Da Sarajevo – Dal 2012, almeno 156 jihadisti maschi sono partiti dalla Bosnia per la guerra in Siria. Un fenomeno che ha visto tre fasi, seguite alle evoluzioni delle esigenze dello Stato Islamico.

AUTUNNO 2012-PRIMAVERA 2013: CONTATTOIn Bosnia operano alcune comunità di neo-salafiti (o wahabiti), localizzate perlopiù nella parte nord-occidentale della Bosnia, come a Gornja Maoča e Osve, o alla periferie delle città principali, come Sarajevo e Zenica. Agli occhi degli abitanti – islamici sunniti fondamentalisti – la comparsa dell’ISIS rappresenta una novità assoluta: per la prima volta dall’abolizione del Califfato nel 1924 possono andare a vivere in uno stato islamico, basato sull’applicazione giuridica della shari’a. È in questi ambienti isolati che per alcuni giovani bosniaci è possibile iniziare a sentire il richiamo al jihad. Più del 60% degli jihadisti partiti dalla Bosnia ha soggiornato, visitato o intrattenuto rapporti con queste comunità.
Le prime partenze sono motivate innanzitutto da ragioni umanitarie. Cittadini bosniaci, quasi esclusivamente uomini, trascorrono circa due mesi in Siria ed Iraq per subentrare ad altri combattenti jihadisti. Analizzando il profilo dello jihadista bosniaco, emergono due trend generazionali. Se per i più giovani partire per la Siria è anche una possibilità di emancipazione dalla famiglia e da un contesto socio-economico che li marginalizza, per i più anziani è l’occasione sperata per riprendere il jihad. Hanno vissuto la guerra in Bosnia del 1992-1995 come una guerra santa abortita: già vent’anni fa lottavano per uno stato islamico.

Estratto dati:
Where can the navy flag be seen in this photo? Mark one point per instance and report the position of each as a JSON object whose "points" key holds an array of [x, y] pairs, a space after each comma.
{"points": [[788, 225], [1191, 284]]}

Cosa fare:
[A] Rispondi a queste domande sul testo che parla dei jihadisti partiti dalla Bosnia:
(i) Quanti jihadisti maschi sono partiti dalla Bosnia per la guerra in Siria dal 2012?
(ii) In che anno è stato abolito il Califfato?
(iii) Per quanto tempo, più o meno, restavano in Siria e Iraq i cittadini bosniaci partiti per primi?
[B] Porta avanti il testo sui jihadisti partiti dalla Bosnia, cominciando subito dopo la sua ultima frase.

Soluzioni:
[A]
(i) Almeno 156.
(ii) Nel 1924.
(iii) Circa due mesi.

[B]
In questa fase si collaudano le rotte utilizzate dagli jihadisti. I cittadini bosniaci raggiungono la Siria soprattutto in aereo, dall’aeroporto internazionale di Sarajevo attraverso Istanbul. Solo una minoranza viaggia interamente via terra attraversando Serbia, Bulgaria e Turchia. Giunti sul suolo turco, proseguono con voli interni per giungere in città vicine al confine siriano: fino a Gaziantep e poi via terra fino a Azaz, attraverso Kilis; o fino ad Hatay e poi via terra fino ad Aleppo, attraverso Reyhanli, sconfinando a Bab al-Hawa. Ai confini sono aiutati da network locali che consentono di raggiungere le aree di conflitto. Essendo impossibile unirsi alle formazioni combattenti jihadiste senza l’intermediazione di questi network, è probabile che a questo scopo siano fondamentali le reti attive già in Bosnia nel reclutamento e nel supporto logistico ai foreign fighter. Ovvero proprio le comunità di neo-salafiti bosniaci.

Villaggio Olimpico di Sarajevo, dettaglio // Sobanland

Fig. 1 – Villaggio Olimpico di Sarajevo, dettaglio. Credits, Sobanland

ESTATE-INVERNO 2013: RADICAMENTO  Nel 2013 il numero delle partenze aumenta e cambia il ruolo degli jihadisti bosniaci. Molti tornano in patria per trascorrere alcune settimane e poi ripartire con mogli e figli. Alcuni veterani giunti in Siria sono dotati di capacità militari e hanno esperienza in teatri di conflitto, in primis quello bosniaco. Specialmente, c’è una crescente richiesta di combattenti esperti in grado di maneggiare artiglieria anti-carro. Alcuni iniziano a trasferirsi anche per tenere corsi di religione a membri delle varie formazioni militari che si oppongono al Presidente Bashar al-Assad.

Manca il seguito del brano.